MALABO, Equatorial Guinea — Pope Leo XIV on Tuesday said the inauguration of a new university campus in Equatorial Guinea is “an act of trust in human beings,” praising investment in the education of young people during the final stop of his Africa trip.
Speaking at the opening of the Pope Leo XIV University Campus in Basupú, part of the National University of Equatorial Guinea (UNGE), the pontiff said the new institution represents more than new buildings.
“This inauguration is an act of trust in human beings, an affirmation of the fact that it is worth the effort to continue wagering on the formation of new generations and on the task, so demanding and yet so noble, of seeking the truth and putting knowledge at the service of the common good,” Leo said.
The new campus, in the northern part of Bioko Island, is the country’s largest academic facility. The government chose to dedicate it to the pope in conjunction with his visit. Founded in 1995, the National University of Equatorial Guinea was established to help form national leaders and align academic and professional training with the country’s development needs.

* EXTRACTED ENTRIES:
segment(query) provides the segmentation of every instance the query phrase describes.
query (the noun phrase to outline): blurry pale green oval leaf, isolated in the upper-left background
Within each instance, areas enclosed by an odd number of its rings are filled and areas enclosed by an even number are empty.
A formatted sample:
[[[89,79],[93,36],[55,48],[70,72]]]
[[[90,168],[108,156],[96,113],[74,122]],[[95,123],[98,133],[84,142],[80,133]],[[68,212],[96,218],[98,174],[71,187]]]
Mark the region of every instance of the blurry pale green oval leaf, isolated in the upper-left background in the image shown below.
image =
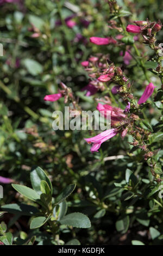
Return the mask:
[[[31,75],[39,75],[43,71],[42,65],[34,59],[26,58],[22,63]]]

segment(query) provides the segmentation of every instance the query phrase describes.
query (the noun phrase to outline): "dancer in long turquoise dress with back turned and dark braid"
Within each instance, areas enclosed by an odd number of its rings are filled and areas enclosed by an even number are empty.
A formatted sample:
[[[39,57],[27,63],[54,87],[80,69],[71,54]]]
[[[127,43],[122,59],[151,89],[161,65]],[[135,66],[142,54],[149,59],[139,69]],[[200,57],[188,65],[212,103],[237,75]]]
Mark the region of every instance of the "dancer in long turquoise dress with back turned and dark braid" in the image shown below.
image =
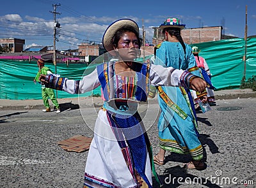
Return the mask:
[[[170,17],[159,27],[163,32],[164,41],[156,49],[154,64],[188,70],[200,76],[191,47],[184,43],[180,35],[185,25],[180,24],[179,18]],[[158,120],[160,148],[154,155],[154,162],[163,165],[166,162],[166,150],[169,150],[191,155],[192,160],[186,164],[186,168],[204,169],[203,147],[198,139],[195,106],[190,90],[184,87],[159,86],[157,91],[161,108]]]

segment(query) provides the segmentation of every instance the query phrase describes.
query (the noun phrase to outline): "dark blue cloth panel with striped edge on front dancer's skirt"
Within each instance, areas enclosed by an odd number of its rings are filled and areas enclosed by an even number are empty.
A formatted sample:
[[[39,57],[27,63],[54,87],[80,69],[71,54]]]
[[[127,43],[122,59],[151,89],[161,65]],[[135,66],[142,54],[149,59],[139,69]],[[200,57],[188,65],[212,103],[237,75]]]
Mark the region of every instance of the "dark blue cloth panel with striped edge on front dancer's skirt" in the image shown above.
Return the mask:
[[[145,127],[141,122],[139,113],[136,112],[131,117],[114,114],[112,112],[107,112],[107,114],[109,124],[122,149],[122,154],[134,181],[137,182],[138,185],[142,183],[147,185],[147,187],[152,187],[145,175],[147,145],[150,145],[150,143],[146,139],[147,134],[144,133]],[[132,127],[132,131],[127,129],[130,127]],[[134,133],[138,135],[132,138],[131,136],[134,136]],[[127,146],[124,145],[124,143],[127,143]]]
* * *
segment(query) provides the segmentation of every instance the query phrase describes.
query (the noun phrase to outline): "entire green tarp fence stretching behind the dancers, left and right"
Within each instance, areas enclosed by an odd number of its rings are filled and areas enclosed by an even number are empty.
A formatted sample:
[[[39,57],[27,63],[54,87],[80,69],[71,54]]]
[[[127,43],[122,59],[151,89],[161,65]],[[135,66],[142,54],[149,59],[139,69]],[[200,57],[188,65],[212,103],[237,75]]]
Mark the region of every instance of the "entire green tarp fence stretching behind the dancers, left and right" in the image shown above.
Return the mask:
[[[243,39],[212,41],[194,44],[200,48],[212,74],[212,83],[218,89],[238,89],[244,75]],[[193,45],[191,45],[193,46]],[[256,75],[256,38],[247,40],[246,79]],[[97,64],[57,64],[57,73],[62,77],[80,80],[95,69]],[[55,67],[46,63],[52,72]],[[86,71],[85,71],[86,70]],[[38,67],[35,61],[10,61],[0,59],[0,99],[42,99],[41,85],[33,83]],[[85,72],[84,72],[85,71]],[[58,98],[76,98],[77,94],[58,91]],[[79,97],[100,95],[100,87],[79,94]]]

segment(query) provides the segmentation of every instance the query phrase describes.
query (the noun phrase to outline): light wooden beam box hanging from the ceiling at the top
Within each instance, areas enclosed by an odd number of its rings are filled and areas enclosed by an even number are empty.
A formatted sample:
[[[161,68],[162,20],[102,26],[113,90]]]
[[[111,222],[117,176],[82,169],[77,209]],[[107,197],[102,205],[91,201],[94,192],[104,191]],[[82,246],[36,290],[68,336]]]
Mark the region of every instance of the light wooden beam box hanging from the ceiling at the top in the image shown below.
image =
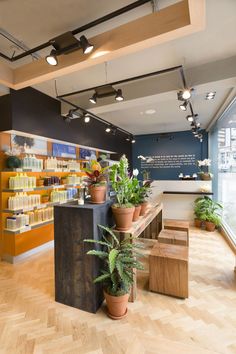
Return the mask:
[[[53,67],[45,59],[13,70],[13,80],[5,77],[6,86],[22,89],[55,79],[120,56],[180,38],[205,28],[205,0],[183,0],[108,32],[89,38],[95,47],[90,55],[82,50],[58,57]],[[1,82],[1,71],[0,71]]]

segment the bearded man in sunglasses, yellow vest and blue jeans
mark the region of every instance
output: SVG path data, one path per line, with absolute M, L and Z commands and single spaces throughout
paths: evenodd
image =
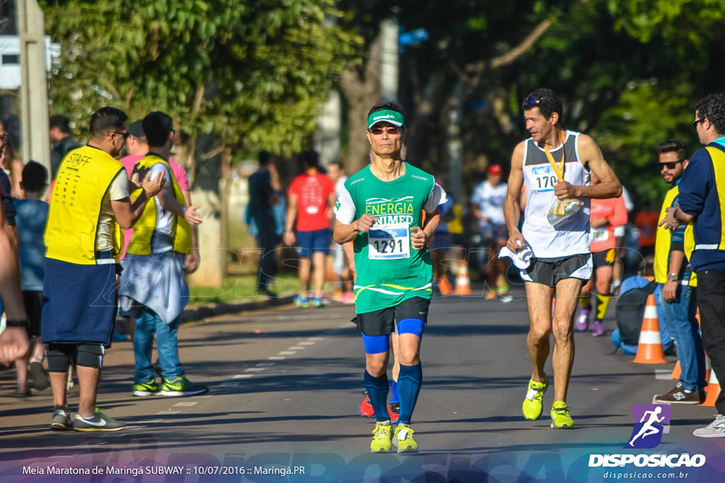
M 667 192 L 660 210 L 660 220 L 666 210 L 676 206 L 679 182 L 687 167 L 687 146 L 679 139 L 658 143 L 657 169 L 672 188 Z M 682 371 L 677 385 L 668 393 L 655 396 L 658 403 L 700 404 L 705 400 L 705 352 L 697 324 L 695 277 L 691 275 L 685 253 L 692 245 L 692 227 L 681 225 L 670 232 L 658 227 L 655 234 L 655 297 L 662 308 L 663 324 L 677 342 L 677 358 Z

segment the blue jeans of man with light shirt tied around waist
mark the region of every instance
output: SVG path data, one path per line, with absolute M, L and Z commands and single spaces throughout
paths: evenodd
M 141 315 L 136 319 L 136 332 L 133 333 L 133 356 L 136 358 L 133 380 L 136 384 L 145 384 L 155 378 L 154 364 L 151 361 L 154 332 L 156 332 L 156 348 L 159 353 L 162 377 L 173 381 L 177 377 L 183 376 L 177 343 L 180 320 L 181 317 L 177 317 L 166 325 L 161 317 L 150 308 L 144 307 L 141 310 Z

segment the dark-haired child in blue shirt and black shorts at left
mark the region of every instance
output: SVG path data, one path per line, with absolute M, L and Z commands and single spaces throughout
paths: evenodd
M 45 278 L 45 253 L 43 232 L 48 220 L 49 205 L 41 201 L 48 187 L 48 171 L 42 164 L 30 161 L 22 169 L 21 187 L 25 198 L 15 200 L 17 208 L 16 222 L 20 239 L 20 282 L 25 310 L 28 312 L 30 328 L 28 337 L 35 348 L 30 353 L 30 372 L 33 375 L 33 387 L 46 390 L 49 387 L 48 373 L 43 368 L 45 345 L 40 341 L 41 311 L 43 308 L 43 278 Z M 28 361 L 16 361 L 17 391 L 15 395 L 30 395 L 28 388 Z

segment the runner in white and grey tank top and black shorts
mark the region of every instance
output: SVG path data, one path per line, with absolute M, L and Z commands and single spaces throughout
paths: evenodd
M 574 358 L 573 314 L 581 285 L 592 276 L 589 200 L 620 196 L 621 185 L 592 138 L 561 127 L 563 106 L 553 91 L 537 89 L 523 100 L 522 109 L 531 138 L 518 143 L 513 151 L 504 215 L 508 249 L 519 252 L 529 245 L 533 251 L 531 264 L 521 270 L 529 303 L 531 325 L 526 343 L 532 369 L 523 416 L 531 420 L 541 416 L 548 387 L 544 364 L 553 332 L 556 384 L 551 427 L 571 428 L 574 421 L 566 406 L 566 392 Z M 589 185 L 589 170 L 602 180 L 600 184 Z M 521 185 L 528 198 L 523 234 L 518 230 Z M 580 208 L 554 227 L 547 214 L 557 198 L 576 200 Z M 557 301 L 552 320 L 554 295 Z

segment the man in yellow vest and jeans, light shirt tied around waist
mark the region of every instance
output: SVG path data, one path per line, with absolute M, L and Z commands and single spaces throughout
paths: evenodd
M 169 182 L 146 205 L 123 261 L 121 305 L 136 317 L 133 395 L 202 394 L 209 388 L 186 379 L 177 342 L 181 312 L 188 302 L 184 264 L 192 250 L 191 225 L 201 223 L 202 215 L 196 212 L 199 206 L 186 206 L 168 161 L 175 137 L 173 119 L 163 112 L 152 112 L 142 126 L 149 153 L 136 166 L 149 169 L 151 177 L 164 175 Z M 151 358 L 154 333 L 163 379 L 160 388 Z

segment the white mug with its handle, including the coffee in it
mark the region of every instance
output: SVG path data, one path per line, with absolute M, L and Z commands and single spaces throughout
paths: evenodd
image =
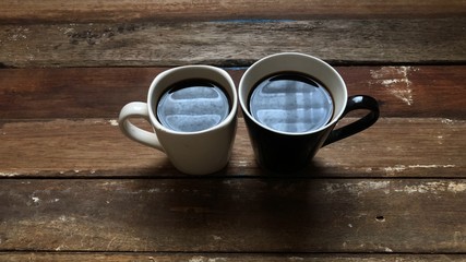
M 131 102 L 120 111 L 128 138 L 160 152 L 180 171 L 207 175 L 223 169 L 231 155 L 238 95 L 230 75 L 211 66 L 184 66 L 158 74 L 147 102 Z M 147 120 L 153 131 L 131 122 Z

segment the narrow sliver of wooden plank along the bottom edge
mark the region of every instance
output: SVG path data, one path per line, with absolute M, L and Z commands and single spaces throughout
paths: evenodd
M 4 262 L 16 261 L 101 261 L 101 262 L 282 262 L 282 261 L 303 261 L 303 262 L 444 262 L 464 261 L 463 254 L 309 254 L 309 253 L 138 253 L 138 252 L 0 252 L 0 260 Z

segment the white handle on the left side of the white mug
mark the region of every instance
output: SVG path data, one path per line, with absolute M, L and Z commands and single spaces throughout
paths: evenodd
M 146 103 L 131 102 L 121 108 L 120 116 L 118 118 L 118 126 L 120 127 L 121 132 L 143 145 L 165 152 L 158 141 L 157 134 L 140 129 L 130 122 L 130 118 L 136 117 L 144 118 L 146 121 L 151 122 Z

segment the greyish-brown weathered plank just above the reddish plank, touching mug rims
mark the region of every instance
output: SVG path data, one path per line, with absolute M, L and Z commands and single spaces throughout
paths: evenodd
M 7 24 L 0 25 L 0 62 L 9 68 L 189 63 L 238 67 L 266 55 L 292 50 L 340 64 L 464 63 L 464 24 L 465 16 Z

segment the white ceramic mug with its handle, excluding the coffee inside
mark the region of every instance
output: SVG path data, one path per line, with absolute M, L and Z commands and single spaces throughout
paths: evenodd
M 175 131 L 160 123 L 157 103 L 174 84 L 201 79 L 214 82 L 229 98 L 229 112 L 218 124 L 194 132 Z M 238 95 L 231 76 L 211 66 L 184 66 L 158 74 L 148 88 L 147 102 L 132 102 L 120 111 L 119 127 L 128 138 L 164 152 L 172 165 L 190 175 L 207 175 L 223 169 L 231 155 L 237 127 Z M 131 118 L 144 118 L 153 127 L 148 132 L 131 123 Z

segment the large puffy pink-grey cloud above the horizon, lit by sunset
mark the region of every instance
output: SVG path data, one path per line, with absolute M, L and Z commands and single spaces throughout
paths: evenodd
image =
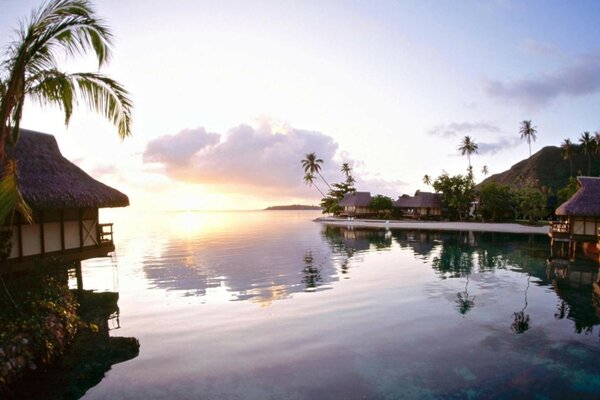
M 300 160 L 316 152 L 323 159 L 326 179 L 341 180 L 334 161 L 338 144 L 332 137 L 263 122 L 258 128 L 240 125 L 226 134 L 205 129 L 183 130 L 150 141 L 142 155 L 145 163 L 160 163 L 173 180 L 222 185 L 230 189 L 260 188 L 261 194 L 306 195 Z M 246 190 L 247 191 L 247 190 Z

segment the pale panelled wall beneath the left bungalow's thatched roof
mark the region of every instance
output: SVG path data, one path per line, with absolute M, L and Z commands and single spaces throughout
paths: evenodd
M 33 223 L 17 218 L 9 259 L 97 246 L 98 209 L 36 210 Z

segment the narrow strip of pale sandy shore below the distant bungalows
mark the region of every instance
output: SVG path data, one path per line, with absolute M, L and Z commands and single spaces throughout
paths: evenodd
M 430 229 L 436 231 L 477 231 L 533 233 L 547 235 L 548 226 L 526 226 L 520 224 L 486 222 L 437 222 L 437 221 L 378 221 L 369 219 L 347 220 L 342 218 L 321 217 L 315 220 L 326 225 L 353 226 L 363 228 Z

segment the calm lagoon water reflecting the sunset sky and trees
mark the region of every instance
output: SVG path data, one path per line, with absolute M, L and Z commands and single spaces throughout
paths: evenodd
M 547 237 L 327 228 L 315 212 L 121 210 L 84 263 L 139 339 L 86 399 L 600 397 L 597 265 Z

* ABOUT THIS EXERCISE: Using the article about the new university campus in Equatorial Guinea, decide whether each statement agrees with it. Give yes or no for each and quote the words that decide it: (a) The campus sits in the southern part of Bioko Island. (b) The National University of Equatorial Guinea was founded in 1995. (c) The pope chose to dedicate the campus to himself.

* WRITTEN SOLUTION:
(a) No: "in the northern part of Bioko Island"
(b) Yes: "Founded in 1995, the National University of Equatorial Guinea"
(c) No: "The government chose to dedicate it to the pope"